=== Complete the following ===
A. In the news text about North Korea's nuclear test, list every quoted phrase or sentence attributed to the U.N. Security Council or its press statement.
B. Translate this sentence from the news text about North Korea's nuclear test into Spanish: "South Korea's Defense Ministry said it detected an estimated explosive yield of 6-7 kilotons."

=== Provided passage ===
Obama calls NKorea nuke test ‘highly provocative’
U.S. intelligence officials say North Korea’s nuclear test yielded an explosion of “approximately several kilotons.”
In a statement Tuesday, the Office of the Director of National Intelligence said North Korea “probably conducted an underground nuclear explosion in the vicinity of P’unggye.” It said the explosion yield was “approximately several kilotons” and that analysis of the event is continuing.
South Korea’s Defense Ministry said it detected an estimated explosive yield of 6-7 kilotons.
The White House is calling North Korea’s latest nuclear test a “highly provocative act” that threatens U.S. security and international peace.
In a statement issued early Tuesday, President Barack Obama promises to “continue to take steps necessary to defend ourselves and our allies.” He also urges “swift and credible action by the international community.”
North Korea says it successfully detonated a miniaturized nuclear device at a northeastern test site Tuesday, defying U.N. Security Council orders to shut down atomic activity or face more sanctions and international isolation.
Obama says such efforts “do not make North Korea more secure.” Instead, he says, North Korea has “increasingly isolated and impoverished its people through its ill-advised pursuit of weapons of mass destruction.”
The U.N. Security Council is strongly condemning North Korea’s nuclear test and pledging further action.
A press statement approved by all 15 council members at an emergency meeting Tuesday morning says the test poses “a clear threat to international peace and security.”
The council points out that in a resolution it approved unanimously last month stepping up sanctions for North Korea’s missile test in December it promised to take “significant action” in the event of a new nuclear test.
“In line with this commitment and the gravity of this violation, the members of the Security Council will begin work immediately on appropriate measures in a Security Council resolution,” the council says.

=== Material provided ===

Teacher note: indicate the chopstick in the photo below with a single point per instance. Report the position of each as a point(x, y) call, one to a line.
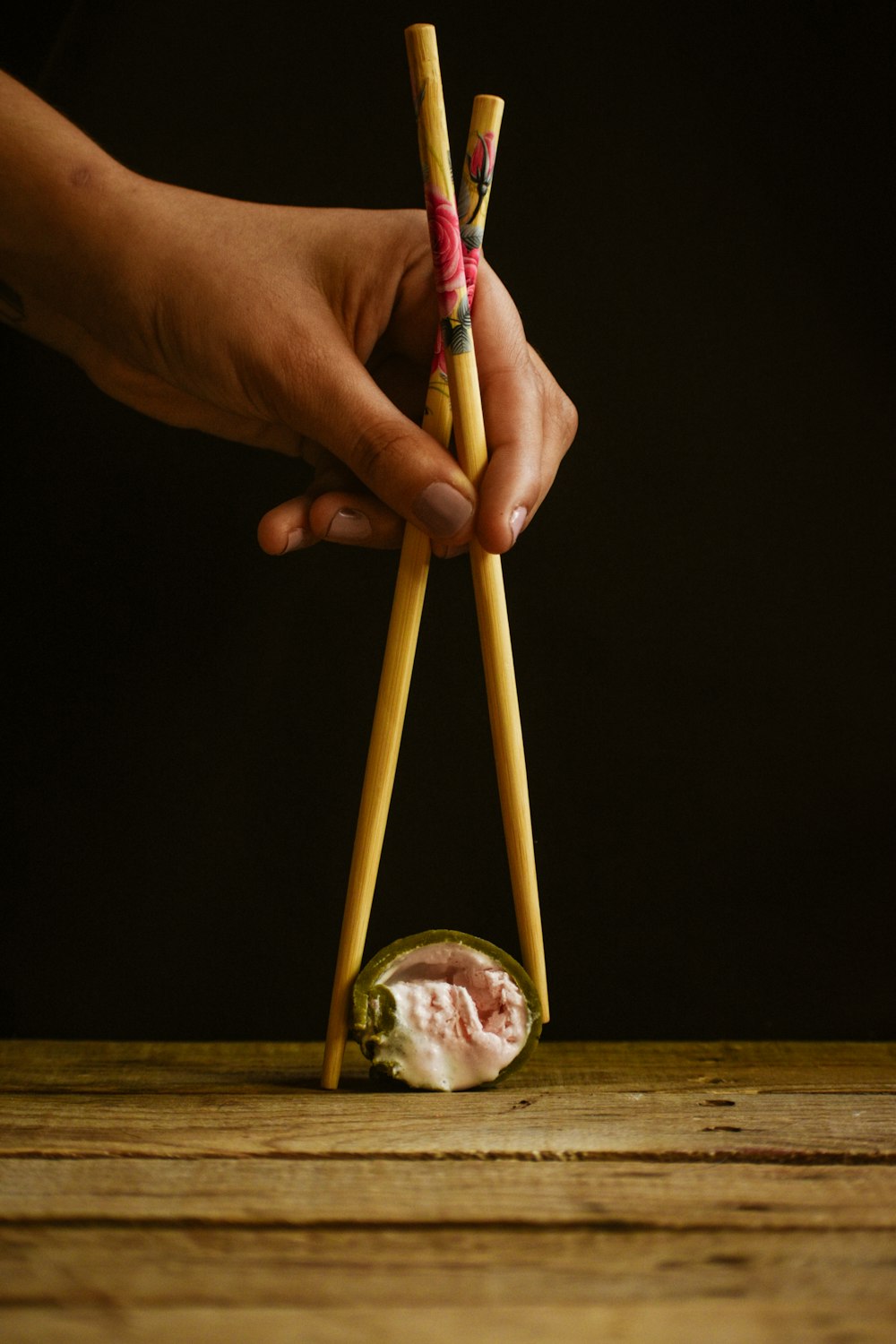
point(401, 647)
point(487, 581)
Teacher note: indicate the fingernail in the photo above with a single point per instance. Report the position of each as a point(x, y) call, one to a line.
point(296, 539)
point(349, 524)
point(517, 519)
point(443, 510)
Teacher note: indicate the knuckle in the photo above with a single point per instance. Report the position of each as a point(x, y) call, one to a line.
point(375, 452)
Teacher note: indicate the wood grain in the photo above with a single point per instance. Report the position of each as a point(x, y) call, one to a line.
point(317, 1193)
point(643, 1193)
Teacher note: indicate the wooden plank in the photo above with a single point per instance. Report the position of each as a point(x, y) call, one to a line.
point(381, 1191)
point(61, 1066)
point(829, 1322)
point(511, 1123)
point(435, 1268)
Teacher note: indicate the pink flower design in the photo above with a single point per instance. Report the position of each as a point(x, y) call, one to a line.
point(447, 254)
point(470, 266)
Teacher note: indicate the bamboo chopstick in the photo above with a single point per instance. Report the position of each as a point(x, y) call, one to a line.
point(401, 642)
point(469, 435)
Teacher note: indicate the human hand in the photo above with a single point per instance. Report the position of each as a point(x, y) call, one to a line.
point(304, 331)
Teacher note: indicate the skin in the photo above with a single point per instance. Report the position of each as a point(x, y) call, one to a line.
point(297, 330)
* * *
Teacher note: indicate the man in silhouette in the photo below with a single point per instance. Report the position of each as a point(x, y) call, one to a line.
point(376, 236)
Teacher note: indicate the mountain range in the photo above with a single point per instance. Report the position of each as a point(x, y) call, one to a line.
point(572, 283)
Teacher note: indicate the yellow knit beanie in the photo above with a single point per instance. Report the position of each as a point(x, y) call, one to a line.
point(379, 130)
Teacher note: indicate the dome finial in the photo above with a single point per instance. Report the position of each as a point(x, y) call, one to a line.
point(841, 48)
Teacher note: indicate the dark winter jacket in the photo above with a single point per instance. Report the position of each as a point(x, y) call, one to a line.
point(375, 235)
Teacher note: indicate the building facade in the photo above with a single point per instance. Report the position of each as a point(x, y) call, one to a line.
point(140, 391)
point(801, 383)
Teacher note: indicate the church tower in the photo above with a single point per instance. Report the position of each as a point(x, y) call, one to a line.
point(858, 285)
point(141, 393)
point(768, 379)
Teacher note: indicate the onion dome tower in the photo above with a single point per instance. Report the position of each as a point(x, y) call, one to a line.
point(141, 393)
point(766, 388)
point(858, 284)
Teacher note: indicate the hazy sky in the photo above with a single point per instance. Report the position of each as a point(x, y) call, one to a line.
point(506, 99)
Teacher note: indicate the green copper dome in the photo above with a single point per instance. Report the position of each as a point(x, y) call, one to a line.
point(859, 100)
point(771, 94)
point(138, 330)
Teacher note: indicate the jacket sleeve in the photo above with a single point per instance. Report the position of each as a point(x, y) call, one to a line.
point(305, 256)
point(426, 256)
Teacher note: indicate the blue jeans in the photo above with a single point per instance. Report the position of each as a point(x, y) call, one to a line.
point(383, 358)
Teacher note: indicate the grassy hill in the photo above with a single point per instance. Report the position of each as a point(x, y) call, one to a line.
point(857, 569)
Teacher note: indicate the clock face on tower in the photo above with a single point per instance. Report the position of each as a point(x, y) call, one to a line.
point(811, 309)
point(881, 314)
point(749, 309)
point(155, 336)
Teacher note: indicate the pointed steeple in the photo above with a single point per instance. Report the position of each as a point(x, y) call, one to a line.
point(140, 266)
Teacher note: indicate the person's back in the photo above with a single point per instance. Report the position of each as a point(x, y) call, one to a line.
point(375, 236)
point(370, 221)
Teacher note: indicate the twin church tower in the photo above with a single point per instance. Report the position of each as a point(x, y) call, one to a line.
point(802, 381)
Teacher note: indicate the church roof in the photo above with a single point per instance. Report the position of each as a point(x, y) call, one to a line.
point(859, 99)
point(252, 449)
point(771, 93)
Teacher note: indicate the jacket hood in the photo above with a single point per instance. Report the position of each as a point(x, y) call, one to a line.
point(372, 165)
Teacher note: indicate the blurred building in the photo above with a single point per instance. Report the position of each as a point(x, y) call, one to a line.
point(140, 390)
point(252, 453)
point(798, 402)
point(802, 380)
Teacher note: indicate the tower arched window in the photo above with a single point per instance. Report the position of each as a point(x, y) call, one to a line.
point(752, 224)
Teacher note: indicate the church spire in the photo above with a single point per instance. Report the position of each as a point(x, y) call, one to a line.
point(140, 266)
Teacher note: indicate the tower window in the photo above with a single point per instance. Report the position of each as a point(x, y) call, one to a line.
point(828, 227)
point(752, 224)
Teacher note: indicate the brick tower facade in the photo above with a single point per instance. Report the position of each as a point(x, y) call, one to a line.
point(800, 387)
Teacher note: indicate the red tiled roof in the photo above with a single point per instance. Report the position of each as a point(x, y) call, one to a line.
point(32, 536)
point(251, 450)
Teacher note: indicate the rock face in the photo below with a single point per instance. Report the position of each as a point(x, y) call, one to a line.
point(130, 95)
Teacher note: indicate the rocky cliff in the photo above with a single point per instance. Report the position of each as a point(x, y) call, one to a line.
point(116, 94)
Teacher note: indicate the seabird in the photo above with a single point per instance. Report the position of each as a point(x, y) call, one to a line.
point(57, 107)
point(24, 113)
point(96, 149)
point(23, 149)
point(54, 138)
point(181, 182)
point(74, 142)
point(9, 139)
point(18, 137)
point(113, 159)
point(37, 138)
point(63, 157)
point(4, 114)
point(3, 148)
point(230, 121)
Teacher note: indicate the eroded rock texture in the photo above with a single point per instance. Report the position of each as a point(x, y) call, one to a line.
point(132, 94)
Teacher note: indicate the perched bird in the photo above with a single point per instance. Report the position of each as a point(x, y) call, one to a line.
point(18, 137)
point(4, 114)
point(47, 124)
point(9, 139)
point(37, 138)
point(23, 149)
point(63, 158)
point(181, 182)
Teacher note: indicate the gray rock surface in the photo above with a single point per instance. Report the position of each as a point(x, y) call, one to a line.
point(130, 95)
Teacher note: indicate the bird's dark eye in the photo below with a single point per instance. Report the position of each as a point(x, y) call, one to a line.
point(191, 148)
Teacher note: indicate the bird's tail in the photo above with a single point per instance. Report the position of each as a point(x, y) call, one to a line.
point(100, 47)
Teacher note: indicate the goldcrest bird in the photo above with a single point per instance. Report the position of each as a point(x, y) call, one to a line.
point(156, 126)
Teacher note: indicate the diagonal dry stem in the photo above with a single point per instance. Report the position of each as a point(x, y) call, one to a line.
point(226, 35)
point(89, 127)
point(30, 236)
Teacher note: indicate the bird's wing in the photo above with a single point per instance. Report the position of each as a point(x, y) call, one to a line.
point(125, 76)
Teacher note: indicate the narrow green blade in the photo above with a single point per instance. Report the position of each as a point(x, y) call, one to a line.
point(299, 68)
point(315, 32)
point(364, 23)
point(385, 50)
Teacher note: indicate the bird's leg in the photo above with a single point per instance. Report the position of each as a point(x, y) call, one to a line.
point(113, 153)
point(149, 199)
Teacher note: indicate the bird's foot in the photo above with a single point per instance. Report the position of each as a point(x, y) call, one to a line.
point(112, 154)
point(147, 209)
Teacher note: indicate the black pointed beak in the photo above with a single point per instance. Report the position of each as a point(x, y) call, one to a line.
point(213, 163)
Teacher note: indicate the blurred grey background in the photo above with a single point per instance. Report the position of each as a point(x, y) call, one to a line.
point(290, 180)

=== Outputs by task ===
A.
- "a clear threat to international peace and security"
- "significant action"
- "In line with this commitment and the gravity of this violation, the members of the Security Council will begin work immediately on appropriate measures in a Security Council resolution"

B. El Ministerio de Defensa de Corea del Sur dijo que detectó una potencia explosiva estimada de 6 a 7 kilotones.